--- Исходный текст ---
━━━━━━━━━━━━━━━━━━━━
Изменить стиль страницы

Еще заход и опять бомбы, снаряды с ювелирной точностью поражают машины противника, не касаясь стоявших в непосредственной близости своих.

Оставшиеся целыми немецкие танки расползаются, теряются в улицах.

Вечером в полк приехали несколько танкистов, во главе с генералом. И опять сердечные благодарности, объятья.

Ужинали вместе, в столовой. Генерал поднял тост за боевую дружбу, отдельно за то, что вопреки категорическому приказу генерала, все-таки не разбомбили его.

— Ах, Бегельдинов, Бегельдинов, я же тебя за невыполнение моего боевого приказа в трибунал послать должен. Но не пошлю, — нет, не пошлю. А за жизнь мне тобою оставленную, сохраненную, спасибо.

— Скоро, скоро, братцы, — поднялся он, — выпьем в Берлине за победу. А пока за вас, боевых наших друзей — товарищей. После сегодняшней вашей отличной мастерской штурмовки, да разве только сегодняшней? Мы у вас, друзья, в неоплатном долгу. Но ничего, братцы, в Берлине, как заберем его полностью, за все сочтемся.
━━━━━━━━━━━━━━━━━━━━
--- Выдержка из данных ---
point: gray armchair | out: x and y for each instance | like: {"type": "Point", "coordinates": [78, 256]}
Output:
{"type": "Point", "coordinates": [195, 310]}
━━━━━━━━━━━━━━━━━━━━
--- Задания ---
1/ Перечислите по тексту о штурмовке все тосты генерала за ужином, включая тот, который он предлагает поднять в Берлине.
2/ Подхватите рассказ о штурмовке и ужине с танкистами и продолжите его после последней фразы.

--- Ответы по заданиям ---
1/
- За боевую дружбу.
- За то, что его, вопреки его категорическому приказу, все-таки не разбомбили.
- За победу: скоро выпить за нее в Берлине.
- За летчиков, боевых друзей — товарищей.

2/
Ну ты, Бегельдинов, родной ты мой, удивил меня. Немцы же были около, впритирку стояли, а вы их бомбочками, эресами. И как же точно. Нас и осколками не задели.

Ну молодцы! Ну мастера! — И опять объятья, поцелуи. И теперь уж обязательные уговоры о встрече в Берлине.

Берлин был взят. Пал рейхстаг — последний оплот фашизма. Германия капитулировала. Летчики-штурмовики вместе со всеми родами войск праздновали победу.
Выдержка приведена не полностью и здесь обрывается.